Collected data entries
## BEGIN

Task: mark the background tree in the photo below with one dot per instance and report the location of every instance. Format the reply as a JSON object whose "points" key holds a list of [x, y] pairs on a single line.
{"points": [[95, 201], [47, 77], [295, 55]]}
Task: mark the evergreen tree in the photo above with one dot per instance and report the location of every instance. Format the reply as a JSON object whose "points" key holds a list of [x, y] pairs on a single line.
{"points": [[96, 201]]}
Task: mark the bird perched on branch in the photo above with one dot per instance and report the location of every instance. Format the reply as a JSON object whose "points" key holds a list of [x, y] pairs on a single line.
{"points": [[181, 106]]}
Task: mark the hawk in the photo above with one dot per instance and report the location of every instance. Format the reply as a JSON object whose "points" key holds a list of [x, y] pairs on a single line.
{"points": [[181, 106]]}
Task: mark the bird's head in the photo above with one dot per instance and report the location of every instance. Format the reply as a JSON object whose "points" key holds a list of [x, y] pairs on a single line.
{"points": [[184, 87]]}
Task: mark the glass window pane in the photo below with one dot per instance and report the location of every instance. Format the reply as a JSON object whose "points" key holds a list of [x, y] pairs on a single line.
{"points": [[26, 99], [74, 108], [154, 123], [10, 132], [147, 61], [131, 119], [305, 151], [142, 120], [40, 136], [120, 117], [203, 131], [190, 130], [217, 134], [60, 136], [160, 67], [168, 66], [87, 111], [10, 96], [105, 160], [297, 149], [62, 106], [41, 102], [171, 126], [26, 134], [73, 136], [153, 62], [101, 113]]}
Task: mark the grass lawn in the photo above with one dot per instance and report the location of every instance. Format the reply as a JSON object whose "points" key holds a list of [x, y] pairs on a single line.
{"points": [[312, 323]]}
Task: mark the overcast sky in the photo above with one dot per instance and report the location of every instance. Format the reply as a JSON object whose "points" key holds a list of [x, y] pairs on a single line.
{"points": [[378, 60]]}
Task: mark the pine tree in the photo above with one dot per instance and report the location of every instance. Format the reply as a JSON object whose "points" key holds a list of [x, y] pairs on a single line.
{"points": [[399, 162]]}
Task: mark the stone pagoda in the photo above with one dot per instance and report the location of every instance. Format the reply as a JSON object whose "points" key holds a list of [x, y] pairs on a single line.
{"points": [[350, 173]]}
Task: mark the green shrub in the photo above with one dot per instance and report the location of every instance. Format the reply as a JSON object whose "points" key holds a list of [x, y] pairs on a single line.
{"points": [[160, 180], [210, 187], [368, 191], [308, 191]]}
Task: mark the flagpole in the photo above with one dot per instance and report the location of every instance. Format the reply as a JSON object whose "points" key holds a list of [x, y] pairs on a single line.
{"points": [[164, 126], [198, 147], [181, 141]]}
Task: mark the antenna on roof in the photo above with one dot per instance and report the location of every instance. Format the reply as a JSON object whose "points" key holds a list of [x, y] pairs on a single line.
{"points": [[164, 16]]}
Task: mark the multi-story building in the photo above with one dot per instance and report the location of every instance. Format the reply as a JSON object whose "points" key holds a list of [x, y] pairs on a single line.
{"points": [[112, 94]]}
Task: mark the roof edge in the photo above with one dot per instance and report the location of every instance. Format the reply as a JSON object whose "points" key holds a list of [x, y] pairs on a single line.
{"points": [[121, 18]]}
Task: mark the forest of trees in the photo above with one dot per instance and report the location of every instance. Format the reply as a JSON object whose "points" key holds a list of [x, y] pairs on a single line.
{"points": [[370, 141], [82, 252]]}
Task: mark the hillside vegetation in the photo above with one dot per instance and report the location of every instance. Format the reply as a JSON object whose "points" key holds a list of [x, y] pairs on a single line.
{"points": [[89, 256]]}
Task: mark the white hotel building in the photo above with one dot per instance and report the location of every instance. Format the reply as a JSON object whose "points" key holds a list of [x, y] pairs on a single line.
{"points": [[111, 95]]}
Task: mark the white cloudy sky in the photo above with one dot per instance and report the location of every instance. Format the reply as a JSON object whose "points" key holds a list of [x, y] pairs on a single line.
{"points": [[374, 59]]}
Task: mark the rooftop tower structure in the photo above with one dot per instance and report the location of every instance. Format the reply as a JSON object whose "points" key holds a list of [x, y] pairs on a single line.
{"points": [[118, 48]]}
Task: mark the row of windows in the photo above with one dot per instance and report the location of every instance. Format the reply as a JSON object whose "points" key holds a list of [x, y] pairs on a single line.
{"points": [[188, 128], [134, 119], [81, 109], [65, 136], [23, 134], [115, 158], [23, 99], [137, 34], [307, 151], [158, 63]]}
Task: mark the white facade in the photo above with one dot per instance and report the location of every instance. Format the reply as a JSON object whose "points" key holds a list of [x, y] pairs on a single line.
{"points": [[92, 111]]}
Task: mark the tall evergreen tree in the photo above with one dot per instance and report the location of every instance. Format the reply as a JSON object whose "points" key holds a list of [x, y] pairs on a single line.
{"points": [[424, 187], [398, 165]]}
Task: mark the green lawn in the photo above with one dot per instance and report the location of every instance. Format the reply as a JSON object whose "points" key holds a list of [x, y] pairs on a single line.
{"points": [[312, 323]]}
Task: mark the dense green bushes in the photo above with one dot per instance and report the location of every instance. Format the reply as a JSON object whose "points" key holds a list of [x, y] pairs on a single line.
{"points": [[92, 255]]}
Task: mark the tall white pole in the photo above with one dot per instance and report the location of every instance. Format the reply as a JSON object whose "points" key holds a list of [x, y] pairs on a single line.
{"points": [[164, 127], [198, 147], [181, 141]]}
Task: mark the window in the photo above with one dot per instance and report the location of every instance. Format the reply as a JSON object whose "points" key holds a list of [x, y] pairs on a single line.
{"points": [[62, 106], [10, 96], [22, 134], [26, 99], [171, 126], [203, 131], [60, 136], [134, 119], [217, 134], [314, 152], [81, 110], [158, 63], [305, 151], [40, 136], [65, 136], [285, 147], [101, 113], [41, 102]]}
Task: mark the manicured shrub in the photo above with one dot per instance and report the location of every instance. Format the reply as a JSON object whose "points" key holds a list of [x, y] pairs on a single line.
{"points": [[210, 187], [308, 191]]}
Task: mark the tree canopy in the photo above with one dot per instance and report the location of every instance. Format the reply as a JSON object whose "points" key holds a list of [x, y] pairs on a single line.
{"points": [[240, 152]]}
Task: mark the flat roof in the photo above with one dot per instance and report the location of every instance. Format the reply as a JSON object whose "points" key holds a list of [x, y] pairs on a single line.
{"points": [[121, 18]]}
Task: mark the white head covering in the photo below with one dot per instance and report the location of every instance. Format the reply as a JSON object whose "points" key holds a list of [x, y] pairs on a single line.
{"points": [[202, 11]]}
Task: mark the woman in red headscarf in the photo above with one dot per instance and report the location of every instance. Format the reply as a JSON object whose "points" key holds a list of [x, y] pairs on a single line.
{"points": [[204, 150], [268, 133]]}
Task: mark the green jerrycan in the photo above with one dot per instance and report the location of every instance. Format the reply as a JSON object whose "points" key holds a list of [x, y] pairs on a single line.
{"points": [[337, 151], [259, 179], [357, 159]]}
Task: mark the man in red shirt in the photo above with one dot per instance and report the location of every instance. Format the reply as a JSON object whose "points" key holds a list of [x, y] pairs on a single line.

## END

Stated task
Output all of the data above without any alteration.

Finished answer
Task: mark the background tree in the photo below with one dot per instance and report the location of every instance. Format the reply as a JSON object whose "points" key holds a list of [x, y] pairs on a single line.
{"points": [[95, 201], [47, 77], [295, 55]]}
Task: mark the evergreen tree in the photo above with one dot per instance and report the location of every instance. Format the reply as a JSON object whose "points" key holds a list of [x, y] pairs on a single line.
{"points": [[96, 201]]}
Task: mark the bird perched on branch in the photo above with one dot per instance and report the location of every instance. Format the reply as a JSON object whose "points" key holds a list of [x, y] pairs on a single line.
{"points": [[181, 106]]}
Task: mark the hawk in the photo above with one dot per instance and report the location of every instance. Format the reply as a JSON object whose "points" key holds a list of [x, y] pairs on a single line.
{"points": [[181, 106]]}
Task: mark the bird's head in the photo above with one dot per instance and report the location of every instance. Format the reply as a JSON object whose "points" key holds a list of [x, y] pairs on a single line.
{"points": [[184, 87]]}
Task: mark the glass window pane in the photo below with one dot per instance and report the location of every instance. Format the reply as a JSON object whose "points" key holds a list of [x, y] pairs on a single line.
{"points": [[26, 99], [74, 108], [154, 123], [10, 132], [147, 61], [131, 119], [305, 151], [142, 120], [40, 136], [120, 117], [203, 131], [190, 130], [217, 134], [60, 136], [160, 67], [168, 66], [87, 111], [10, 96], [105, 160], [297, 149], [62, 106], [41, 102], [171, 126], [26, 134], [73, 136], [153, 62], [101, 113]]}
Task: mark the grass lawn in the photo above with one dot per instance and report the location of every instance. Format the reply as a JSON object whose "points" key holds a list of [x, y] pairs on a single line.
{"points": [[312, 323]]}
Task: mark the overcast sky in the photo above with one dot per instance and report the location of every instance. Format the reply as a JSON object whose "points" key holds a list of [x, y] pairs on a single line.
{"points": [[378, 60]]}
Task: mark the pine tree in the photo above with one dot per instance and report the location of every instance. Format the reply as a JSON object whose "points" key holds a list of [x, y] pairs on a single line.
{"points": [[399, 162]]}
Task: mark the stone pagoda in the photo above with one dot per instance and report the location of every instance. Format the reply as a JSON object whose "points" key holds a list of [x, y] pairs on a single line.
{"points": [[350, 173]]}
Task: mark the green shrub in the photo above with one dot per instance and report the location of every instance. Format the reply as a JSON object whose "points" key holds a list of [x, y] pairs on a single line.
{"points": [[160, 180], [210, 187], [368, 191], [308, 191]]}
Task: mark the flagpole in the photo above with one dot per instance and report the location of every instance. Format the reply as a JSON object whose "points" key holds a list of [x, y] pairs on a single line.
{"points": [[164, 126], [198, 147], [181, 141]]}
Task: mark the antenna on roof in the photo above with one dot per instance and report the location of every instance. Format the reply as a JSON object whose "points" key holds a list of [x, y] pairs on a single line.
{"points": [[164, 16]]}
Task: mark the multi-story building in the photo above with one dot per instance and report the location of every instance. Format the reply as a JSON object whose "points" key holds a list of [x, y] pairs on a single line.
{"points": [[112, 94]]}
Task: mark the roof edge in the photo above with one dot per instance and report the location of every instance. Format the reply as a JSON object whose "points" key holds a list of [x, y] pairs on a single line.
{"points": [[121, 18]]}
Task: mark the forest of trees in the photo above with one dot per instance and report the location of every instance. Format the reply as a JSON object whose "points" key holds a list of [x, y] pairs on a single line.
{"points": [[370, 141], [82, 252]]}
Task: mark the hillside vegetation in the photo above with one dot per instance and report the location of every instance. Format the reply as a JSON object whose "points" key holds a list of [x, y] pairs on a single line.
{"points": [[89, 256]]}
Task: mark the white hotel building in the photo above with one dot per instance and report the location of every instance. Format the reply as a JSON object whose "points" key holds a list of [x, y] pairs on a single line.
{"points": [[111, 95]]}
Task: mark the white cloudy sky in the photo above with one dot per instance and report the location of every instance. Format the reply as a JSON object whose "points" key holds a list of [x, y] pairs on a single line.
{"points": [[374, 59]]}
Task: mark the rooftop tower structure in the photo above with one dot per instance and report the location of every instance. Format the reply as a JSON object whose "points" key holds a list of [x, y] pairs on a single line.
{"points": [[118, 48]]}
Task: mark the row of windows in the photo above with one dot per instance and report the location of every instance. Format the reply as a JSON object whose "points" key holds a list of [x, y] pairs on a single line.
{"points": [[188, 128], [134, 119], [81, 109], [65, 136], [23, 134], [115, 158], [23, 99], [137, 34], [307, 151], [158, 63]]}
Task: mark the white facade in the photo above with one dot per instance and report the location of every instance. Format the reply as a JSON object whose "points" key holds a list of [x, y] pairs on a single line.
{"points": [[92, 111]]}
Task: mark the tall evergreen tree in the photo above with one dot per instance and report the location of every instance. Format the reply as a JSON object whose "points" key holds a list of [x, y] pairs on a single line.
{"points": [[424, 187], [398, 165]]}
Task: mark the green lawn in the photo above with one dot per instance and report the location of every instance. Format the reply as a JSON object whose "points" key holds a list of [x, y] pairs on a single line.
{"points": [[312, 323]]}
Task: mark the dense green bushes in the photo above with one dot per instance and report the location of every instance. Format the reply as a JSON object whose "points" key holds a list of [x, y] pairs on a single line.
{"points": [[92, 255]]}
Task: mark the tall white pole in the photo above with one dot per instance and report the location of every instance. Format the reply as a JSON object whose "points" key holds a list of [x, y] pairs on a single line.
{"points": [[164, 127], [198, 147], [181, 141]]}
Task: mark the window in the photo above with one dot per instance and report the location of every instance. Format the reply as a JSON object whose "points" key holds a list of [x, y] pairs on a single line.
{"points": [[62, 106], [10, 96], [22, 134], [26, 99], [171, 126], [203, 131], [60, 136], [134, 119], [217, 134], [314, 152], [81, 110], [158, 63], [305, 151], [40, 136], [65, 136], [285, 147], [101, 113], [41, 102]]}
Task: mark the manicured shrub in the photo above with one dot per instance and report the location of every instance. Format the reply as a JSON object whose "points" key holds a list of [x, y] pairs on a single line.
{"points": [[210, 187], [308, 191]]}
Task: mark the tree canopy in the photo above with one dot per instance and report the location of every instance. Format the reply as a JSON object whose "points" key holds a list of [x, y] pairs on a single line.
{"points": [[240, 152]]}
Task: mark the flat roof in the photo above with one dot per instance and report the location of every instance. Format the reply as a JSON object whose "points" key holds a list of [x, y] pairs on a single line.
{"points": [[121, 18]]}
Task: mark the white head covering in the photo below with one dot per instance and report the location of every instance. Format the reply as a JSON object whose "points" key holds a list of [x, y] pairs on a single line.
{"points": [[202, 11]]}
Task: mark the woman in red headscarf in the photo above with one dot per instance and report the location of every instance. Format the reply as a JSON object whose "points" key holds a list of [x, y] pairs on a single line.
{"points": [[204, 150], [268, 133]]}
Task: mark the green jerrycan in the photo above with one dot per instance and report the location of every instance. Format the reply as a JSON object whose "points" key holds a list of [x, y] pairs on a single line.
{"points": [[337, 151], [259, 179], [357, 159]]}
Task: mark the man in red shirt in the photo above with one dot per instance and report the location of every instance. Format the reply as a JSON object whose "points" key holds a list of [x, y] pairs on a single line.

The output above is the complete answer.